## Data shown
<<<<
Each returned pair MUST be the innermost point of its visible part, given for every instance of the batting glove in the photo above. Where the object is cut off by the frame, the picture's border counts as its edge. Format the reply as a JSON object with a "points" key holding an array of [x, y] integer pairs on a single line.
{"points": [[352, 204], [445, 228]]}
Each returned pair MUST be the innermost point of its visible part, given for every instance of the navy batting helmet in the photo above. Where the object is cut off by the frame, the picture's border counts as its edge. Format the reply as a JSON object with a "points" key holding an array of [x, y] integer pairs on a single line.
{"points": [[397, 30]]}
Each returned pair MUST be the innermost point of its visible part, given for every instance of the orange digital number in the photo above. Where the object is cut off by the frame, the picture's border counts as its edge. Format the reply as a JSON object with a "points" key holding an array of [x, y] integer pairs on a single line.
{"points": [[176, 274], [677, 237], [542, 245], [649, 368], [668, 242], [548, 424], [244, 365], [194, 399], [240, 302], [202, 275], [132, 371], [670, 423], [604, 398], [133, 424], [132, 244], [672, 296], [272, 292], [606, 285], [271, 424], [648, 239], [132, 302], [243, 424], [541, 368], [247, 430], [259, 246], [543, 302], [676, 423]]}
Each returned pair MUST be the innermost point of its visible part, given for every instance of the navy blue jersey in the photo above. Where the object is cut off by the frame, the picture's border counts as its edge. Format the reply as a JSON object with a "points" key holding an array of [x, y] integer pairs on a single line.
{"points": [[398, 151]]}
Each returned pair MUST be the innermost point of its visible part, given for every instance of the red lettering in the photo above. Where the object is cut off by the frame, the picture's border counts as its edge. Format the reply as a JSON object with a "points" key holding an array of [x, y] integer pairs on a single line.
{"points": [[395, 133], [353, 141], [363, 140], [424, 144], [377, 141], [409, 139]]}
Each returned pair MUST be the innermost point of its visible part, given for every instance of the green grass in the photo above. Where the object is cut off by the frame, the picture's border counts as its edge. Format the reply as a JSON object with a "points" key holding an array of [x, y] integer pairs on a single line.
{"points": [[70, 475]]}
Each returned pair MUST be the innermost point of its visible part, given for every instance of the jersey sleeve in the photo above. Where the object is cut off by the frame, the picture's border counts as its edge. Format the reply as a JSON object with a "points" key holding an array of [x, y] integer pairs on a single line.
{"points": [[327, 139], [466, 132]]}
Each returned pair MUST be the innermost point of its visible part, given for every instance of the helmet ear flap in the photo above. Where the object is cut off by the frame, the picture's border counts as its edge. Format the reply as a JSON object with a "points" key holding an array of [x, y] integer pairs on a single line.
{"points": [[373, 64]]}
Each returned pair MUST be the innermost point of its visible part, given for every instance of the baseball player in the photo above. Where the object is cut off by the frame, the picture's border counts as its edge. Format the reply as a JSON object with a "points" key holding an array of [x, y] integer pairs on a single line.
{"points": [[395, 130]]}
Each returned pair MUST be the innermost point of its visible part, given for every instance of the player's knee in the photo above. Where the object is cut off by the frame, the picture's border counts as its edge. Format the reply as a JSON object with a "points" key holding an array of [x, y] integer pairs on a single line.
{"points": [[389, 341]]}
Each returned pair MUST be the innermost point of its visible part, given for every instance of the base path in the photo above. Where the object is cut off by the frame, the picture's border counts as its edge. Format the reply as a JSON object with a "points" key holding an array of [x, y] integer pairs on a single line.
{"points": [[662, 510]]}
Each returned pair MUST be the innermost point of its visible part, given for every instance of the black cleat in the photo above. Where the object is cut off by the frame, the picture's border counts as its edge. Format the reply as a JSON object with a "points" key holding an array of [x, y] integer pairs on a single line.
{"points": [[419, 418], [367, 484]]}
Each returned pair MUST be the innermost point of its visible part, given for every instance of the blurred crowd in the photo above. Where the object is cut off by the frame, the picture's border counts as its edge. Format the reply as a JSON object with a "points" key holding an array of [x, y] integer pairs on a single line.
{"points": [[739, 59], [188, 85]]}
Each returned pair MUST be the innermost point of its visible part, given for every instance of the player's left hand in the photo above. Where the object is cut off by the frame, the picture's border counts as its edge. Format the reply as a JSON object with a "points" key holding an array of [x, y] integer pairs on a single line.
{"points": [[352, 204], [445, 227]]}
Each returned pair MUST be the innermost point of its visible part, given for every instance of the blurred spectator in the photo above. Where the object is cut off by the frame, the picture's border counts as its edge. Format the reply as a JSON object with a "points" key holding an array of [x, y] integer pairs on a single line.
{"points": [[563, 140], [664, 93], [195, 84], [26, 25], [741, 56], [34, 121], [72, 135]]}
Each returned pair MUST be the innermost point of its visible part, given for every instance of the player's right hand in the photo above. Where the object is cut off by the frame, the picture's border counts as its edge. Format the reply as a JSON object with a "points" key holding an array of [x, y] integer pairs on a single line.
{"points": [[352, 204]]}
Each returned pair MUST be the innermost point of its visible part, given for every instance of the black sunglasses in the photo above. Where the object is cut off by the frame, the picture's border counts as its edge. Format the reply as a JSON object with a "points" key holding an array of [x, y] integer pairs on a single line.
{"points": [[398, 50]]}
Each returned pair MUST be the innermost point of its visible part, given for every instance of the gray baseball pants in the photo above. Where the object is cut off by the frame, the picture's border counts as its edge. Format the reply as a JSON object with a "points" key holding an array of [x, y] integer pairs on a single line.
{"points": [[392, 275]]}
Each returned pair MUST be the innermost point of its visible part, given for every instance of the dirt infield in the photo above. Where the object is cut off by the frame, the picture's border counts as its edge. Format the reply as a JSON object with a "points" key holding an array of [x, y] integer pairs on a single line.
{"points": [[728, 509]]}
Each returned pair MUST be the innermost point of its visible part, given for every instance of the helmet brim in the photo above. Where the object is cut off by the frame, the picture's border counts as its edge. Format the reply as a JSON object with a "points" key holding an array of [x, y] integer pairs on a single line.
>>>>
## Exercise brief
Set down the entries verbatim, leaving none out.

## Answer to this problem
Each returned pair MUST be the innermost point of its visible part, given for every instance of the batting glove in the photo above. Where the object is cut off by the frame, the picture's border counts as its edge. Format the reply as a JSON object with a "points" key holding an array of [x, y] integer pairs on a single line.
{"points": [[352, 204], [445, 228]]}
Each returned pair MUST be the innermost point of its visible part, given for every instance of the navy batting helmet in the photo above. Where the object is cut off by the frame, the picture's border counts as its edge. Format the reply as a JSON object with a "points" key holding an array of [x, y] integer pairs on a single line.
{"points": [[397, 30]]}
Each returned pair MUST be the innermost point of its visible part, given for every instance of the orange digital number in the photo above. Where the object is cut off by the frame, the picture's border counts as its edge. Format the reply as a JSON object with a "points" key holding an array of [x, y] integer pairs on a single line.
{"points": [[176, 274], [677, 237], [542, 245], [649, 368], [668, 242], [548, 424], [244, 365], [194, 399], [240, 302], [202, 275], [132, 371], [670, 423], [604, 398], [133, 424], [132, 244], [672, 296], [272, 292], [606, 285], [271, 424], [648, 239], [132, 302], [243, 424], [541, 368], [247, 430], [259, 246], [543, 302], [676, 423]]}
Each returned pair MUST be the innermost point of its visible part, given for every instance of the navy blue jersey in the photo above. Where the object is cut off by the frame, the picture's border counts as its edge. Format the reply as a JSON object with a "points" key holding an array of [x, y] integer pairs on a single line.
{"points": [[398, 151]]}
Each returned pair MUST be the innermost point of its visible part, given for every instance of the red lettering in the photo above. Where the object is cut off by the frame, the picture's border counts as its edge. Format the reply as a JSON object with a "points" key holding an array of [x, y] integer pairs on a single line.
{"points": [[395, 133], [353, 141], [363, 140], [424, 144], [377, 141], [409, 139]]}
Each returned pair MUST be the innermost point of its visible part, given for every instance of the green grass in the photo above. Where the object is cut off by the frame, the picture's border counts as its edge. Format the reply as a JSON object with a "points" key holding an array of [x, y] integer pairs on a single line.
{"points": [[70, 475]]}
Each returned pair MUST be the innermost point of its visible part, given for every instance of the jersey sleeve in the photo above. Where the object is cut off by the frame, the picture's border counts as its edge. Format the reply as a JSON object with a "points" key holding an array of [x, y] integer pairs on a single line.
{"points": [[327, 139], [466, 132]]}
Each returned pair MUST be the innermost point of its visible part, given for every instance of the helmet ear flap in the photo above. Where the object is cut off by the frame, the picture's border counts as its edge. Format the reply as a JSON object with a "points" key holding an array of [x, y] integer pairs on a single line.
{"points": [[373, 64]]}
Each returned pair MUST be the innermost point of its visible part, given for every instance of the baseball player in the photo above. Where the object is cut off by the frame, the picture's border counts as its edge. Format the reply as a JSON object with a "points" key holding an array of [x, y] integer pairs on a single line.
{"points": [[395, 130]]}
Each returned pair MUST be the innermost point of its visible part, given for every instance of the player's knee in the photo above. Where the object is cut off by the frame, the picture's border counts as its edge. Format the reply as a JSON object with a "points" key holding an array of [x, y] integer pairs on a single line.
{"points": [[389, 341]]}
Each returned pair MUST be the innermost point of its visible part, given for every instance of the base path in the photo above. Where the object is cut off by the frame, the picture's border counts as its edge. Format the reply as a JSON object with a "points" key holding an array of [x, y] integer pairs on a single line.
{"points": [[662, 510]]}
Each returned pair MUST be the innermost point of its visible part, given for every instance of the black cleat in the photo above. Where the object is cut off by the frame, the picture's border counts as its edge. Format the reply as a JSON object with a "points" key holding an array of [x, y] integer pairs on a single line.
{"points": [[419, 418], [367, 484]]}
Each returned pair MUST be the innermost point of its visible part, given for every instance of the blurred crowd in the photo above. Where the object is cut off by the frame, the picture's border counts as its edge. Format the reply as a JSON object with a "points" key holding an array of [x, y] integer pairs on a single line.
{"points": [[739, 59], [188, 85]]}
Each returned pair MUST be the innermost point of its visible part, given for every instance of the player's left hand in the photo above. Where the object is cut off by the frame, the picture's border counts as its edge. Format the reply as a JSON object with a "points" key holding an array of [x, y] integer pairs on a single line.
{"points": [[352, 204], [445, 227]]}
Each returned pair MUST be the innermost point of its visible part, given for every instance of the blurred spectator in the photo above. Where the object is cut off by the frame, the picture's border counts as its edge. Format the reply as a JSON object with a "points" key holding an array of [x, y] integer pairs on a single line.
{"points": [[563, 140], [664, 93], [195, 84], [26, 25], [741, 56], [34, 121], [72, 135]]}
Each returned pair MUST be the innermost point of its visible part, given for every instance of the player's right hand in the photo above. Where the object is cut off by the frame, the picture's border counts as its edge. Format the reply as a JSON object with a "points" key holding an array of [x, y] integer pairs on a single line.
{"points": [[352, 204]]}
Each returned pair MUST be the innermost point of its visible part, given for every instance of the black sunglasses in the photo above. Where the object is cut off by the frame, the picture's border counts as its edge. Format the reply as a JSON object with a "points" key holding an array of [x, y] integer pairs on a single line.
{"points": [[398, 50]]}
Each returned pair MUST be the innermost point of its visible part, given for every instance of the gray baseball pants in the photo above. Where the object is cut off by the frame, the picture's border counts as its edge. Format the reply as a JSON object with a "points" key holding an array of [x, y] integer pairs on a single line.
{"points": [[392, 275]]}
Each returned pair MUST be the innermost point of its visible part, given for every instance of the dirt infield in the photo above. Where the object is cut off by the frame, the picture's border counts as its edge. Format the reply as a JSON object with a "points" key holding an array of [x, y] integer pairs on a single line.
{"points": [[728, 509]]}
Each returned pair MUST be the innermost point of its visible part, given for every instance of the helmet brim in the photo above. Where the object is cut off by the frame, the picture's border counts as its edge. Format the reply as a JSON object with a "points" key holding an array of [x, y] integer pairs on a single line.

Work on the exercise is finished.